▶ WRITTEN PROBLEM A
Locate and copy every line of the entries below that contains the word "tile". Case counts.

[begin EXTRACT PROVIDED]

Before CUMMINGS, COFFEY, and EVANS, Circuit Judges.
This case explores the depths of the Black Lung Excise Tax ("BLET"), Internal Revenue Code sec. 4121 (1986):
(a) Tax imposed.
(1) In general. There is hereby imposed on coal from mines located in the United States sold by the producer, a tax equal to the rate per ton determined under subsection (b).
(2) Limitation on tax. The amount of the tax imposed by paragraph (1) with respect to a ton of coal shall not exceed the applicable percentage (determined under subsection (b)) of the price at which such ton of coal is sold by the producer.
(b) Determination of rates and limitation on tax. For purposes of subsection (a) —
(1) the rate of tax on coal from underground mines shall be $1.10,
(2) the rate of tax on coal from surface mines shall be $.55, and (3) the applicable percentage shall be 4.4 percent.
In other words, the BLET comes in two forms — a flat per ton tax and a limited ad valorem tax. At issue here is the second form of the tax, the limited BLET. Specifically, this case involves the application of the 4.4 percent tax to surface-mined coal from Wyoming and Indiana sold by the Amax Coal Company at a price below $12.50 per ton. The problem is that when coal producers sell "coal" at a per ton rate, they often define it as including things that one might not ordinarily think of as being pure coal. For instance, one of Amax's contracts allows "coal" to contain up to 35 percent excess moisture. Excess moisture (a.k.a. free, added, or surface moisture) is water on coal that comes from washing (a process used to separate coal from sulfur and ash) and from natural condensation. Scientists distinguish excess moisture from inherent moisture in the natural coal seam. The dispute is over how to apply the 4.4 percent tax when a producer sells coal and excess moisture rather than just coal.
The courts and the IRS have resolved this issue regarding the flat per ton tax detailed in sec. 4121(a)(1). In A.J. Taft Coal Co. v. United States, 605 F. Supp. 366, 372 (N.D. Ala. 1984), aff'd without opinion, 760 F.2d 280 (11th Cir. 1985), the court ruled that the flat rate per ton tax applies to the weight of coal and not to the weight of excess moisture sold along with the coal. This interpretation of the flat rate per ton tax generally favors coal producers by allowing them to avoid paying tax on a portion of the weight of any given shipment. Importantly, the IRS adopted this interpretation in Revenue Ruling 86-96 which states that, for purposes of sec. 4121, coal excludes excess moisture.
The problem arises with less expensive coal. Congress enacted the limited BLET in order to encourage the production and sale of low-priced coal. The 4.4 percent BLET does not apply simply per ton; instead it applies to the "price at which such ton of coal is sold by the producer." This language is the source of the controversy. Amax contends that it sells coal at a very low price. The IRS, on the other hand, doesn't think the price is really that low.
A hypothetical may help frame this conflict from the beginning:
A sells B 100 tons of "coal" from a surface mine at the low price of $1,000, or $10 per ton. Because of the low price, the limited 4.4 percent BLET applies. As permitted by the contract between A and B, the 100 tons of "coal" includes 5 tons of excess moisture. Because of the Taft rule, the Service cannot tax the weight of the excess moisture. How, then, should the IRS levy the 4.4 percent tax?

[end EXTRACT PROVIDED]
[begin DATA EXTRACT]

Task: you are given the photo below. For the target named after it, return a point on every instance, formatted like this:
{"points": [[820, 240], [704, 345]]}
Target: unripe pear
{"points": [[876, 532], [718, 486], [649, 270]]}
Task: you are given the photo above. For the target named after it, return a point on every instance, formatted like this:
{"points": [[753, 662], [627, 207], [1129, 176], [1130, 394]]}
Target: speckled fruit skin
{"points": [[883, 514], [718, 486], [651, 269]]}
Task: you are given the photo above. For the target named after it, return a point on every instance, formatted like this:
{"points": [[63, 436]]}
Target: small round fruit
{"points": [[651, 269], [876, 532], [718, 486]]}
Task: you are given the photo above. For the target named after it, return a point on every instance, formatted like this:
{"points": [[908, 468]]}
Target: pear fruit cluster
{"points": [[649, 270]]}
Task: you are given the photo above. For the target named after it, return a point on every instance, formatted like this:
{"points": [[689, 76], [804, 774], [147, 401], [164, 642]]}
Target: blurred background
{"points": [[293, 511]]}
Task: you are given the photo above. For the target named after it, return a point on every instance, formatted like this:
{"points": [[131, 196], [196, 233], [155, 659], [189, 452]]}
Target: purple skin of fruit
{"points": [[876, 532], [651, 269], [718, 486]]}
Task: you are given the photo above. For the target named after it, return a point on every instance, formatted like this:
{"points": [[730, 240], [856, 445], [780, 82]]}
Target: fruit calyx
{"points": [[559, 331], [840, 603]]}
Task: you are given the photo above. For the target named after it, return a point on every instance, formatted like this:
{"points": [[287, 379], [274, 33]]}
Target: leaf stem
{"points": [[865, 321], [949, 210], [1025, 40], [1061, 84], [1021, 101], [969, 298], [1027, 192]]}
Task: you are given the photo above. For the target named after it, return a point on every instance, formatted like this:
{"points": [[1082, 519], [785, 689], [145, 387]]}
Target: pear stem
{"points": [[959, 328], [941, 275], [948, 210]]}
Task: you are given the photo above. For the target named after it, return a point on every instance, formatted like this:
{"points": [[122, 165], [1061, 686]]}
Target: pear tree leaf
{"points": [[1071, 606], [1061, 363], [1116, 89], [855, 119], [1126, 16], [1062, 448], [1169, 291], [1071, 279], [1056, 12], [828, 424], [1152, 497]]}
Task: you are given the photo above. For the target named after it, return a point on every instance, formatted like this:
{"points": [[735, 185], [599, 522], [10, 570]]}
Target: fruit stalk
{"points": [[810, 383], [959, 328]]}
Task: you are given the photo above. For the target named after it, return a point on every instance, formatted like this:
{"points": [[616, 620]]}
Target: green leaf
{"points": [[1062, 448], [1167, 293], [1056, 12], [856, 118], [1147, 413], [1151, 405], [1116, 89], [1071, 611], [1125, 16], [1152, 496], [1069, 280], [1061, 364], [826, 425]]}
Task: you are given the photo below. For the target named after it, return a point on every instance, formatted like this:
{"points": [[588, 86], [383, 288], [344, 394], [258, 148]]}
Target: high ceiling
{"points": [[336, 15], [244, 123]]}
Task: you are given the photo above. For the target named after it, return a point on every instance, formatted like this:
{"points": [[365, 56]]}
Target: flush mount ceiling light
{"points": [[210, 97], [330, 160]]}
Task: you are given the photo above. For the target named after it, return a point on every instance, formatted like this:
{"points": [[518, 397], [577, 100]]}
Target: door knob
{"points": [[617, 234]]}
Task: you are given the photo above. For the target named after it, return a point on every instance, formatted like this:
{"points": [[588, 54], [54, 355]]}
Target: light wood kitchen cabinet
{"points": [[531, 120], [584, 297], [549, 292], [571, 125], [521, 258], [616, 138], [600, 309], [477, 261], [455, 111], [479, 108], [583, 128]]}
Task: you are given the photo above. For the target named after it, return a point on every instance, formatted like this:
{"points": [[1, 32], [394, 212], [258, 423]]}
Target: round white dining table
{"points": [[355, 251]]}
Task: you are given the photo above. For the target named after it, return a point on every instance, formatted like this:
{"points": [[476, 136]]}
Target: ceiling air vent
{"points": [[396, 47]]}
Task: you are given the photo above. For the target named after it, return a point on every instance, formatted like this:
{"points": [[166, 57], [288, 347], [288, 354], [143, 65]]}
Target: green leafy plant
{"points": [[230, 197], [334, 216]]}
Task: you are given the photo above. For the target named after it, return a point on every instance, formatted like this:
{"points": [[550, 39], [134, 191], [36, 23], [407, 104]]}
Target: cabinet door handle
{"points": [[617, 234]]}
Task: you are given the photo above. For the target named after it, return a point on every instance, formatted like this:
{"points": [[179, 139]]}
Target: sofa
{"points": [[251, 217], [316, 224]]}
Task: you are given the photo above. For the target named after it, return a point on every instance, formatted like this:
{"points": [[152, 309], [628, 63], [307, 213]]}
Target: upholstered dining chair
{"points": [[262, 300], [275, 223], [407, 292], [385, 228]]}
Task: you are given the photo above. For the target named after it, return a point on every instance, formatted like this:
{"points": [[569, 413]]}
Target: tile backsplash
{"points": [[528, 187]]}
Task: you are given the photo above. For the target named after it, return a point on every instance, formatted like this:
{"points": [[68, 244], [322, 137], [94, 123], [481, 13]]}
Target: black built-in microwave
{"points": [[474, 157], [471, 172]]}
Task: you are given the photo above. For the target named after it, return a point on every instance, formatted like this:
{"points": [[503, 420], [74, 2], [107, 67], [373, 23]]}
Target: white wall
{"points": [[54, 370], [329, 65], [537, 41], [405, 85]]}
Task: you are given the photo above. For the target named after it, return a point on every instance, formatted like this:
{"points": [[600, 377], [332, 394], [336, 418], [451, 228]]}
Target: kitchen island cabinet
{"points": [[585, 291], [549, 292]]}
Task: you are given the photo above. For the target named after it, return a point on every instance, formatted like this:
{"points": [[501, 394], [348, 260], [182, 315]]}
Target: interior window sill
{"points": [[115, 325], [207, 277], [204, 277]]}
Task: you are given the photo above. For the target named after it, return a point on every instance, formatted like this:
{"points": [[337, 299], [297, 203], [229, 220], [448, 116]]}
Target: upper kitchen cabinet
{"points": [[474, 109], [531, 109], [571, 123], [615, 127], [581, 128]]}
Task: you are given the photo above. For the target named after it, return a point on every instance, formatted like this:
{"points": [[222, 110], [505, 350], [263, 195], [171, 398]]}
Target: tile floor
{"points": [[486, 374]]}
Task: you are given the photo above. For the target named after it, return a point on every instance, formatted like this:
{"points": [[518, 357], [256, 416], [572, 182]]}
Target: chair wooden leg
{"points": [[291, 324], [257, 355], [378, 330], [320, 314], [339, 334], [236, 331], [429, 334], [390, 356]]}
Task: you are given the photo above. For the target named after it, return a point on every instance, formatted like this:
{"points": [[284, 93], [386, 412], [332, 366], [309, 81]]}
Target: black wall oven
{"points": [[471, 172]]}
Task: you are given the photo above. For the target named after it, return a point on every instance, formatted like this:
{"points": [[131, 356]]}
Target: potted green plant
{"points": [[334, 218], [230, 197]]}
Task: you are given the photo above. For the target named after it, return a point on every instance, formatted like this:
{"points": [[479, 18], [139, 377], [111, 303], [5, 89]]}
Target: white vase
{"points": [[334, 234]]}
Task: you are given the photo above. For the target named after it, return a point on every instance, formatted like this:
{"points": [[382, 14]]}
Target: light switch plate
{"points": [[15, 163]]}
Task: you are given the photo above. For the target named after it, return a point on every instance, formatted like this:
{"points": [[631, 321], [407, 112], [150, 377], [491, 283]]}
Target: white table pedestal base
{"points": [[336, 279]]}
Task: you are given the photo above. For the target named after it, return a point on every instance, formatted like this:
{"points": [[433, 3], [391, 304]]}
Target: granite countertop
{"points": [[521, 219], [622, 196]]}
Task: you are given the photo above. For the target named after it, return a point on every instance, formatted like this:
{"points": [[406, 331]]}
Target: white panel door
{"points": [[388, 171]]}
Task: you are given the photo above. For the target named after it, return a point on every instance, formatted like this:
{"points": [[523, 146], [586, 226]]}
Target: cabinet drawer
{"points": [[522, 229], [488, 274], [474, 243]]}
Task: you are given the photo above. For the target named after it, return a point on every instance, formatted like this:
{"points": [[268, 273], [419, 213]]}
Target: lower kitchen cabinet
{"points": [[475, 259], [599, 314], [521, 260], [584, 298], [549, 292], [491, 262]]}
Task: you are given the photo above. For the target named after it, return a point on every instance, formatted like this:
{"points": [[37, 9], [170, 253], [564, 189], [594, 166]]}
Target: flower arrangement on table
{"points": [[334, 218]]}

[end DATA EXTRACT]

▶ WRITTEN PROBLEM B
Answer these questions using the court opinion on the Black Lung Excise Tax above, one answer per line:
(i) What rate of tax does the statute set for coal from underground mines?
(ii) One of Amax's contracts allows "coal" to contain up to what percentage of excess moisture?
(iii) In the hypothetical, how many tons of excess moisture are included in the 100 tons of "coal"?

▶ WRITTEN SOLUTION A
Target: tile backsplash
Target: tile floor

▶ WRITTEN SOLUTION B
(i) $1.10
(ii) 35 percent
(iii) 5 tons